>>

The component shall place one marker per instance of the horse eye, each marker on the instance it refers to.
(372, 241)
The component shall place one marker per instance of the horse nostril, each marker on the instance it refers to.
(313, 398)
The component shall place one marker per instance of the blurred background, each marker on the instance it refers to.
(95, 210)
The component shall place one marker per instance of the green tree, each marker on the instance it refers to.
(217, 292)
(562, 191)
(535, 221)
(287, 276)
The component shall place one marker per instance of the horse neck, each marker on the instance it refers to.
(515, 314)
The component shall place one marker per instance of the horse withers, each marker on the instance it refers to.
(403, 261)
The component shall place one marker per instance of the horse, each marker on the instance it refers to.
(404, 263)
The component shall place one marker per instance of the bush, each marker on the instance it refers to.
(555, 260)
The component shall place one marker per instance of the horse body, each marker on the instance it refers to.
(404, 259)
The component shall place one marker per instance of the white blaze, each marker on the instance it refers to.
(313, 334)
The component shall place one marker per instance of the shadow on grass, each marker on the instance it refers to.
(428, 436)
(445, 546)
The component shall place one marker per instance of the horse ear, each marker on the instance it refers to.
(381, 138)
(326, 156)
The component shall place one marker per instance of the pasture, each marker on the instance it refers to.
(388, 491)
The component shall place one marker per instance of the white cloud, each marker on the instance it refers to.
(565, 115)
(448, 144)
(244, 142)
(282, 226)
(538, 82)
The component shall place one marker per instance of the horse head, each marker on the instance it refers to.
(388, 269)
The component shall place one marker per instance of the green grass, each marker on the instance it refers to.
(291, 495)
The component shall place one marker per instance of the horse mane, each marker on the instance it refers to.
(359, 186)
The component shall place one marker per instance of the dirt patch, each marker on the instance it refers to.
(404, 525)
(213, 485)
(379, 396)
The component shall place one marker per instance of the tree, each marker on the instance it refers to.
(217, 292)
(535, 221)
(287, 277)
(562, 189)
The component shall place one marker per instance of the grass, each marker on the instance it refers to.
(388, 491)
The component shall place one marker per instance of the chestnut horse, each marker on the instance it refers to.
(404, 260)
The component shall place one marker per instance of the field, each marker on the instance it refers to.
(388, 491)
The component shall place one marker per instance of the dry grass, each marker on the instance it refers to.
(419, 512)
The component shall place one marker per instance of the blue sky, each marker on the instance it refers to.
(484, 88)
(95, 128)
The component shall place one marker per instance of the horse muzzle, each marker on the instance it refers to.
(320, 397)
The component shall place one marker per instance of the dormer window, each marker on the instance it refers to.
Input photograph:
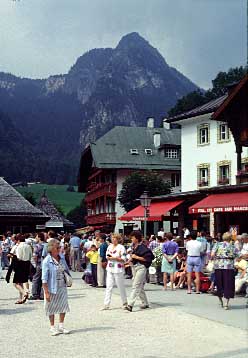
(148, 151)
(203, 134)
(171, 153)
(134, 151)
(224, 133)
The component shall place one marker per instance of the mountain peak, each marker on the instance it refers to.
(132, 40)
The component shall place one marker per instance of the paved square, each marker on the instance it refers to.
(176, 325)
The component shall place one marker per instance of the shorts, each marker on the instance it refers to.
(194, 263)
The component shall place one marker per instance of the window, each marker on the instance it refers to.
(224, 134)
(203, 176)
(134, 151)
(224, 174)
(171, 153)
(148, 151)
(203, 134)
(175, 179)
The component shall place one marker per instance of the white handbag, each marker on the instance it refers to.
(68, 279)
(210, 266)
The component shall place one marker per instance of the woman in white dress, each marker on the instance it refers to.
(116, 256)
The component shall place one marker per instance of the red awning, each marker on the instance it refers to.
(221, 203)
(157, 210)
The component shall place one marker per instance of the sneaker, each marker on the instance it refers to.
(128, 308)
(105, 308)
(143, 306)
(54, 331)
(62, 330)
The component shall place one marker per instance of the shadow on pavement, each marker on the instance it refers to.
(238, 307)
(234, 353)
(15, 311)
(75, 296)
(89, 329)
(164, 304)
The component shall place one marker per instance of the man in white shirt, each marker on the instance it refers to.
(194, 249)
(244, 251)
(24, 254)
(161, 232)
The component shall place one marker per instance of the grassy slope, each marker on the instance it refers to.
(56, 193)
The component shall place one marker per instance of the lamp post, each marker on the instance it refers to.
(145, 202)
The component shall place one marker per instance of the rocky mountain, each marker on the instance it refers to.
(56, 117)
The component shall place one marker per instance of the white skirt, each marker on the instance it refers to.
(58, 302)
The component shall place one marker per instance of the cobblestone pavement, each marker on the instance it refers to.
(176, 325)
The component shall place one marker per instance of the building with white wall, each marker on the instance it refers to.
(208, 150)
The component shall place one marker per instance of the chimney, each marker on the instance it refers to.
(166, 125)
(150, 122)
(156, 139)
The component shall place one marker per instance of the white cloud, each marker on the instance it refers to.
(198, 37)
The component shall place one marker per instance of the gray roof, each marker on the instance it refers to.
(48, 208)
(13, 203)
(205, 108)
(113, 149)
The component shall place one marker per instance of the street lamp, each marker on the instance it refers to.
(145, 202)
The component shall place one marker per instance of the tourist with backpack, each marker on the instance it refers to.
(141, 260)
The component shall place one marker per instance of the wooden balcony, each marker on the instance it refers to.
(242, 177)
(98, 190)
(103, 218)
(224, 181)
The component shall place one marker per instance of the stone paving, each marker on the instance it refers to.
(176, 325)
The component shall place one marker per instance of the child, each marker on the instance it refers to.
(93, 257)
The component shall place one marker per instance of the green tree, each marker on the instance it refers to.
(219, 88)
(78, 214)
(136, 183)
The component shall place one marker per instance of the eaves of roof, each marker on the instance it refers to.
(200, 110)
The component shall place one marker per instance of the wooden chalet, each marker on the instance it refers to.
(106, 163)
(16, 213)
(57, 221)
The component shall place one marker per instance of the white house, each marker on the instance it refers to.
(208, 150)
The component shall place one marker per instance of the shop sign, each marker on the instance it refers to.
(229, 209)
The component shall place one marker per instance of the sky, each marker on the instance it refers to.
(39, 38)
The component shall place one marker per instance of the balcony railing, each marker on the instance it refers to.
(224, 181)
(99, 190)
(242, 177)
(103, 218)
(203, 183)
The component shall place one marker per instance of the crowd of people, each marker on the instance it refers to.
(196, 262)
(217, 265)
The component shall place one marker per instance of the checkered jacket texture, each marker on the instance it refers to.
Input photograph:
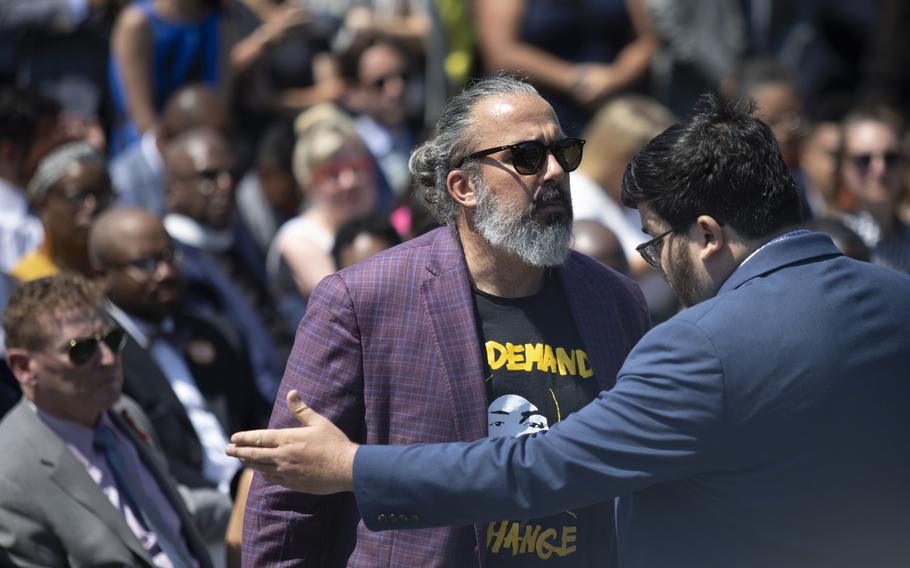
(389, 352)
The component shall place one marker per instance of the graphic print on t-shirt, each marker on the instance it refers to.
(538, 372)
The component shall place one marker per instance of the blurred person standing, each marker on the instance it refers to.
(578, 53)
(778, 104)
(620, 129)
(872, 168)
(818, 161)
(188, 370)
(27, 126)
(359, 239)
(752, 429)
(222, 265)
(338, 176)
(86, 486)
(69, 189)
(378, 99)
(489, 325)
(138, 172)
(268, 195)
(615, 134)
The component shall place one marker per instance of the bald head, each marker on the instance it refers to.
(195, 106)
(200, 177)
(135, 260)
(118, 230)
(600, 243)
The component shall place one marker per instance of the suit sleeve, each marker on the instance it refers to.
(286, 528)
(24, 539)
(659, 423)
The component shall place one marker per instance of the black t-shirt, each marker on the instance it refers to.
(537, 373)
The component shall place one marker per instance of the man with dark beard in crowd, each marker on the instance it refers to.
(486, 326)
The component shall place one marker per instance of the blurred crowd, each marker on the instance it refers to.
(207, 162)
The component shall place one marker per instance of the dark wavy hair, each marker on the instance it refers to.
(721, 161)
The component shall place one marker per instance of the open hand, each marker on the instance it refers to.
(316, 458)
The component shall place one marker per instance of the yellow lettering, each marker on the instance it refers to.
(566, 362)
(529, 542)
(495, 536)
(516, 357)
(568, 538)
(496, 355)
(513, 540)
(532, 354)
(544, 546)
(584, 366)
(548, 361)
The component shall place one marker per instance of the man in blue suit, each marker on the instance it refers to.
(766, 425)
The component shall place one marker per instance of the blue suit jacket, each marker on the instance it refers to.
(389, 351)
(767, 426)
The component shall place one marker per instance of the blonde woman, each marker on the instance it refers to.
(338, 177)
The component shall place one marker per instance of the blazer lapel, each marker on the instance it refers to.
(447, 294)
(593, 324)
(71, 477)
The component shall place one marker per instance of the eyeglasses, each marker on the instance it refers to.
(207, 179)
(863, 161)
(528, 157)
(83, 349)
(650, 250)
(149, 264)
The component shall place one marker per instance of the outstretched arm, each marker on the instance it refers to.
(658, 424)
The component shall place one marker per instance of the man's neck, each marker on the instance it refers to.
(496, 272)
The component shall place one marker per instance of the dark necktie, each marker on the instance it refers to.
(130, 489)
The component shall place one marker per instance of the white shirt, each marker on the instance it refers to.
(20, 231)
(590, 201)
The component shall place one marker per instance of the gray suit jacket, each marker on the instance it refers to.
(51, 511)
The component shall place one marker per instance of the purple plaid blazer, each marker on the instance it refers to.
(389, 351)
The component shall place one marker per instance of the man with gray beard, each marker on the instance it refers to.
(486, 326)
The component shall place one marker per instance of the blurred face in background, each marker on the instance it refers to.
(383, 77)
(779, 106)
(142, 271)
(345, 184)
(73, 203)
(873, 166)
(202, 182)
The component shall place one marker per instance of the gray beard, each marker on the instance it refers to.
(518, 234)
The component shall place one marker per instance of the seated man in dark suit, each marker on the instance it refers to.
(224, 269)
(81, 484)
(186, 370)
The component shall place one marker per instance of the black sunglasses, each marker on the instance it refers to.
(863, 161)
(83, 349)
(528, 157)
(650, 250)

<<

= Written instruction =
Set down, exactly and in full, the lines from the one containing "The component shall place one marker per instance of the blazer" through the end of the entries; no other line belongs.

= The output =
The component shall place one marker per instance of the blazer lapel, each marker on the instance it refers to.
(447, 294)
(593, 324)
(71, 477)
The component shall place one marker per instance of the eyeglasses, each marker on the instance it refers to.
(207, 179)
(863, 161)
(528, 157)
(83, 349)
(650, 250)
(149, 264)
The component shall place one marker per instance of the outstretched arm, each marker on the instance it refers to.
(658, 424)
The component shall place one marker per instance of the man's neck, each marker on the instance it refers to.
(496, 272)
The component shall place one marker per instance of the dark necktie, each marker on the instance it refers to.
(130, 489)
The component shall place one marker per instance of the white shirt, each marker on the instance it refers to.
(20, 231)
(590, 201)
The component shall place one marker per instance of the gray suit jacket, each marker on the instance it refers to.
(51, 511)
The component shall place one marker per instance of the purple plaid blazer, each marker on the instance it refers to.
(389, 351)
The component shall place one marker per instance of the man with gray beard, each marker on the instance it refers to.
(486, 326)
The component shall place one marker per instance of the blurred face in background, each marker on the instance it refers to.
(383, 77)
(779, 106)
(142, 271)
(345, 184)
(73, 203)
(873, 166)
(202, 182)
The component shall place one marker per instance of the gray beard, each marker on the instance it refers to.
(518, 234)
The component shall place one marker per instance of the seated man in dark suit, each marker on the instance it refers to.
(224, 269)
(81, 484)
(186, 370)
The component shall place one marker per instance of the black sunglasses, each marker on the instance it refers to.
(863, 161)
(83, 349)
(528, 157)
(650, 250)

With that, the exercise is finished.